● Stated problem 1
Identify each line of the listing below that contains the word "railing" and copy those lines. Case counts, so match capital and lowercase letters exactly.

[begin Given passage]

# HO pre-war vehicles



## raleets (Jan 2, 2011)

Any idea of good sources for pre-war vehicles in HO guage OTHER THAN Jordan kits?
I'm looking for some ready-made that don't cost an arm + leg.
If anyone has some for sale, please let me know.
Thanks,
Bob


----------



## Big Ed (Jun 16, 2009)

raleets said:


> Any idea of good sources for pre-war vehicles in HO guage OTHER THAN Jordan kits?
> I'm looking for some ready-made that don't cost an arm + leg.
> If anyone has some for sale, please let me know.
> Thanks,
> Bob



Are you talking original prewar Cars and Trucks in HO?

Or new reproductions? 

You don't like Jordan?


----------



## raleets (Jan 2, 2011)

Big Ed,
Yes, I need a few 20's & 30's vehicles for my layout. It's not that I don't like Jordan, it's just that I'm feeling lazy and wanted to buy something already built.
I've spent HOURS searching the internet and have since ordered three Jordan kits since there just doesn't seem to be anything else out there.
The best prices I could find were from Hobbylinc.com, so in abouit a week or so I get to sniff glue again :laugh:


----------

[end Given passage]
[begin Records]

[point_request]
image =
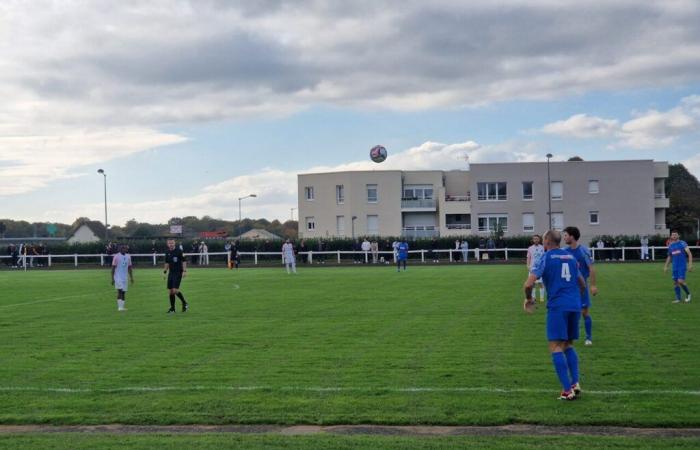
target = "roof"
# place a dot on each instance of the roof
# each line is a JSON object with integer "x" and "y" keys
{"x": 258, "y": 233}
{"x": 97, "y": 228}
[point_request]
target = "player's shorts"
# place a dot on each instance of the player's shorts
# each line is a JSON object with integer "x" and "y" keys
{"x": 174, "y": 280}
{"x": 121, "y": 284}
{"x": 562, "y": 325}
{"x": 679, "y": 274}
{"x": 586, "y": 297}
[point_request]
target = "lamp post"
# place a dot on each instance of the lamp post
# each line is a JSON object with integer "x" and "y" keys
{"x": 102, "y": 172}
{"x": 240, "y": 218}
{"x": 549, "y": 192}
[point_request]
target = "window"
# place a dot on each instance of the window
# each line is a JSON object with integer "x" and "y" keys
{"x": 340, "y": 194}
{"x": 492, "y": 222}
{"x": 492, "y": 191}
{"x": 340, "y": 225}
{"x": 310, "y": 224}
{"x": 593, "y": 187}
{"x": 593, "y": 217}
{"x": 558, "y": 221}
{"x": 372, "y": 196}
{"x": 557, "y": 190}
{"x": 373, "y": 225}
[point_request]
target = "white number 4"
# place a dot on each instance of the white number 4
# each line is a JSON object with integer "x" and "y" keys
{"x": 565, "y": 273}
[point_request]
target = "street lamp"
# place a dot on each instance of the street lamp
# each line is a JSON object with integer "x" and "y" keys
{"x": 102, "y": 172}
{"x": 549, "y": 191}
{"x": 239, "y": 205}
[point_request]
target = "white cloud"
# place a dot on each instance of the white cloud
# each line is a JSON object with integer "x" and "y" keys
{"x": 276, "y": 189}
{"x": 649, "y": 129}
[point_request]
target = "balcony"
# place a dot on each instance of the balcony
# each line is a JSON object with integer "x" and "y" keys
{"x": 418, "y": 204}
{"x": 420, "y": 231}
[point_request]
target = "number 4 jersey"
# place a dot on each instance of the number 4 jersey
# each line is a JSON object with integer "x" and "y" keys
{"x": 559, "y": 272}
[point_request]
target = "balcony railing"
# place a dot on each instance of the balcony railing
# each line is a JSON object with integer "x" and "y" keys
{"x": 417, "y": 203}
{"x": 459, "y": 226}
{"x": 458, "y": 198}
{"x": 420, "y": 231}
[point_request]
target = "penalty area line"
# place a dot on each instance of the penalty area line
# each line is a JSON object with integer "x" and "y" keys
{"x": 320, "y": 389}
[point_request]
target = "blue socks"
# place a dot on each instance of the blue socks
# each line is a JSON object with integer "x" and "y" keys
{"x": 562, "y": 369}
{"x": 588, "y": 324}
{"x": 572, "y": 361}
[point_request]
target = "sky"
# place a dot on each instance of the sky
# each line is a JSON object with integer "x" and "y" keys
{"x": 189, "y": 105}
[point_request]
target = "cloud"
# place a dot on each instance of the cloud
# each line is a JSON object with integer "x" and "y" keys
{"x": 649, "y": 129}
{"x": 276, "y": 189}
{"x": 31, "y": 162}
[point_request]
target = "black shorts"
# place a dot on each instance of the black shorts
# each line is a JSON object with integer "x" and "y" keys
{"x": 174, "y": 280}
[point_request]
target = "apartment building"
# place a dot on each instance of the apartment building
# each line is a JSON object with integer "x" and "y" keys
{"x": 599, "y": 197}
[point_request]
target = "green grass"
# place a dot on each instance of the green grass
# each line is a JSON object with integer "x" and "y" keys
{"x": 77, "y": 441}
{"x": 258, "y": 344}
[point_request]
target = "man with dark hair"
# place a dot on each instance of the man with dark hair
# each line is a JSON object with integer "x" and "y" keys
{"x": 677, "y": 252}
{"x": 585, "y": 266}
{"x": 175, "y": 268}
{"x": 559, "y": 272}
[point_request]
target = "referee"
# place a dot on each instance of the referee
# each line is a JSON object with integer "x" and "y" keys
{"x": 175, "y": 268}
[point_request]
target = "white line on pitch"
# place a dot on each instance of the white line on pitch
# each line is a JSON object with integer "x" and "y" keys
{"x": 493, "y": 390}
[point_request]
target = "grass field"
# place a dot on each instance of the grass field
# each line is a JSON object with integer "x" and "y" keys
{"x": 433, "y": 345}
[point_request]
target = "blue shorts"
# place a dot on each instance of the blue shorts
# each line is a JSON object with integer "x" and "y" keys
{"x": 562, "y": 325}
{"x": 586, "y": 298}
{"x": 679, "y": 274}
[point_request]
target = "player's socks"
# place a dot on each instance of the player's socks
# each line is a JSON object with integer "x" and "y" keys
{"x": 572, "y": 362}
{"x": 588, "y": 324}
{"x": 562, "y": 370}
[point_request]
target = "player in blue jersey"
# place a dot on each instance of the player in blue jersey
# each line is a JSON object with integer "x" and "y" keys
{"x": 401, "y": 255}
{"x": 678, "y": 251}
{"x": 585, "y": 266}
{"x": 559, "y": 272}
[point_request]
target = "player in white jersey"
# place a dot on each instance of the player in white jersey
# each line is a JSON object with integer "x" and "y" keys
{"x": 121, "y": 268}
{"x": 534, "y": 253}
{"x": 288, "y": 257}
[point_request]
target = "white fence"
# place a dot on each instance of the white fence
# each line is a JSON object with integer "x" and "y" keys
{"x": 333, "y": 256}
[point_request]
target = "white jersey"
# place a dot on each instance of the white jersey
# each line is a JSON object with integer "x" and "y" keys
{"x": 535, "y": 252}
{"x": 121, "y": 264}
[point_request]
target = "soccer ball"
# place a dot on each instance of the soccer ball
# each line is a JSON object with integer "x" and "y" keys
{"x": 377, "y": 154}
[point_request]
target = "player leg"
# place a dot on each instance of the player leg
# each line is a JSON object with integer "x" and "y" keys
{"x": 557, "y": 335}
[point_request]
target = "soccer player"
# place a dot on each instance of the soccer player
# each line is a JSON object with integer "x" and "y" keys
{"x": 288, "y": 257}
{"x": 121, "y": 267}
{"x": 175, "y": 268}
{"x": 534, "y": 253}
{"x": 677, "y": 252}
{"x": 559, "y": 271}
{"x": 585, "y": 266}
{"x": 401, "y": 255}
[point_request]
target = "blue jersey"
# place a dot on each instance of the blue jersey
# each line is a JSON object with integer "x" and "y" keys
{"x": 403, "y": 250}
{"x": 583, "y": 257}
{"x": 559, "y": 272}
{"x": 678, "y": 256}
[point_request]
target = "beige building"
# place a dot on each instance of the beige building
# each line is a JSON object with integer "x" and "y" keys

[end Records]

● Stated problem 2
Reproduce word for word the part of the forum thread on pre-war HO vehicles above, starting at "Or new reproductions?" and ending at "something already built.".

● Right answer 1
target = "balcony railing"
# place a dot on each instance of the balcony railing

● Right answer 2
Or new reproductions? 

You don't like Jordan?


----------



## raleets (Jan 2, 2011)

Big Ed,
Yes, I need a few 20's & 30's vehicles for my layout. It's not that I don't like Jordan, it's just that I'm feeling lazy and wanted to buy something already built.